TASK INPUT:
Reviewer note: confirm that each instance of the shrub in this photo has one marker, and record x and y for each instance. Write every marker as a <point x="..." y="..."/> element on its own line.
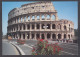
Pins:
<point x="44" y="48"/>
<point x="20" y="41"/>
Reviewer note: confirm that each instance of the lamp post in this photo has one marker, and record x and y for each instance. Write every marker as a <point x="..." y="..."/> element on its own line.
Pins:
<point x="45" y="27"/>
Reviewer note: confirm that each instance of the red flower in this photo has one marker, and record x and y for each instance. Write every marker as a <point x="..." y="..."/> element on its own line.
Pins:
<point x="33" y="50"/>
<point x="46" y="41"/>
<point x="36" y="54"/>
<point x="41" y="40"/>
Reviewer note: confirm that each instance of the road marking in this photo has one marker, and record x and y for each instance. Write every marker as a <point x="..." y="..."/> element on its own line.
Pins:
<point x="68" y="53"/>
<point x="22" y="53"/>
<point x="17" y="53"/>
<point x="28" y="46"/>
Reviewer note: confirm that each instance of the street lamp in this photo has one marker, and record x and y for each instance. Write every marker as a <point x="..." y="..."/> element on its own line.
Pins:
<point x="45" y="27"/>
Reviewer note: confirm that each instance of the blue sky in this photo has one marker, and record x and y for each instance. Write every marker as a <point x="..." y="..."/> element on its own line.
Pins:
<point x="66" y="10"/>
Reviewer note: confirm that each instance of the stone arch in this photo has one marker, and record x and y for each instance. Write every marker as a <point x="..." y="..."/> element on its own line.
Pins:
<point x="48" y="16"/>
<point x="53" y="26"/>
<point x="64" y="36"/>
<point x="21" y="19"/>
<point x="38" y="26"/>
<point x="28" y="26"/>
<point x="48" y="26"/>
<point x="33" y="17"/>
<point x="32" y="26"/>
<point x="53" y="17"/>
<point x="59" y="36"/>
<point x="43" y="26"/>
<point x="65" y="27"/>
<point x="23" y="27"/>
<point x="48" y="36"/>
<point x="54" y="36"/>
<point x="43" y="17"/>
<point x="28" y="18"/>
<point x="59" y="26"/>
<point x="69" y="36"/>
<point x="24" y="18"/>
<point x="32" y="36"/>
<point x="28" y="36"/>
<point x="37" y="35"/>
<point x="23" y="36"/>
<point x="20" y="36"/>
<point x="38" y="17"/>
<point x="43" y="37"/>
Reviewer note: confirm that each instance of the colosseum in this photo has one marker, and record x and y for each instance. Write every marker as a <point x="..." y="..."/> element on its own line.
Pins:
<point x="38" y="20"/>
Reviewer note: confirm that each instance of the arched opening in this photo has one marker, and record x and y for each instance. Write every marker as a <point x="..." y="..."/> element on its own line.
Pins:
<point x="48" y="16"/>
<point x="48" y="36"/>
<point x="64" y="36"/>
<point x="32" y="26"/>
<point x="59" y="36"/>
<point x="28" y="18"/>
<point x="43" y="36"/>
<point x="48" y="26"/>
<point x="27" y="36"/>
<point x="20" y="28"/>
<point x="33" y="18"/>
<point x="53" y="26"/>
<point x="42" y="26"/>
<point x="64" y="27"/>
<point x="24" y="19"/>
<point x="23" y="36"/>
<point x="38" y="17"/>
<point x="32" y="36"/>
<point x="53" y="17"/>
<point x="59" y="26"/>
<point x="20" y="36"/>
<point x="23" y="27"/>
<point x="69" y="36"/>
<point x="43" y="17"/>
<point x="21" y="19"/>
<point x="54" y="36"/>
<point x="38" y="26"/>
<point x="37" y="35"/>
<point x="28" y="26"/>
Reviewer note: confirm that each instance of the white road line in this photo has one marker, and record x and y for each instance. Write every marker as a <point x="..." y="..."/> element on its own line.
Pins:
<point x="19" y="49"/>
<point x="68" y="53"/>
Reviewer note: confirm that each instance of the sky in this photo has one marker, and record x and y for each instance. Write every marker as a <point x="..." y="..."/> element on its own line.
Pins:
<point x="66" y="10"/>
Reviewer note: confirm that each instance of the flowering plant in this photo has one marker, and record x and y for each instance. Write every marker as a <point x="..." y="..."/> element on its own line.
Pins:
<point x="20" y="41"/>
<point x="44" y="48"/>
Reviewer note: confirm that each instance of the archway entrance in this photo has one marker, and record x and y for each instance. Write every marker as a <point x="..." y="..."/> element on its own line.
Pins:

SET EXERCISE: Every line from the one containing "Reviewer note: confirm that each instance of the sky" through the last line of the entries must be written out verbatim, and no other line.

COMPLETE RESPONSE:
Reviewer note: confirm that each instance of the sky in this photo has one marker, and record x and y for each instance. Write every marker as a <point x="..." y="..."/> element on its own line.
Pins:
<point x="66" y="10"/>
Reviewer note: confirm that each instance of the flowering plant in this photo has one marker, and record x and y for each instance. Write every marker as a <point x="..." y="..."/> element on its own line.
Pins:
<point x="20" y="41"/>
<point x="44" y="48"/>
Reviewer note: confirm that each instance of the archway entrance in this photo has one marker, and record x and y for each instance. Write every marker as a <point x="..." y="..."/> element on its own line.
Pins:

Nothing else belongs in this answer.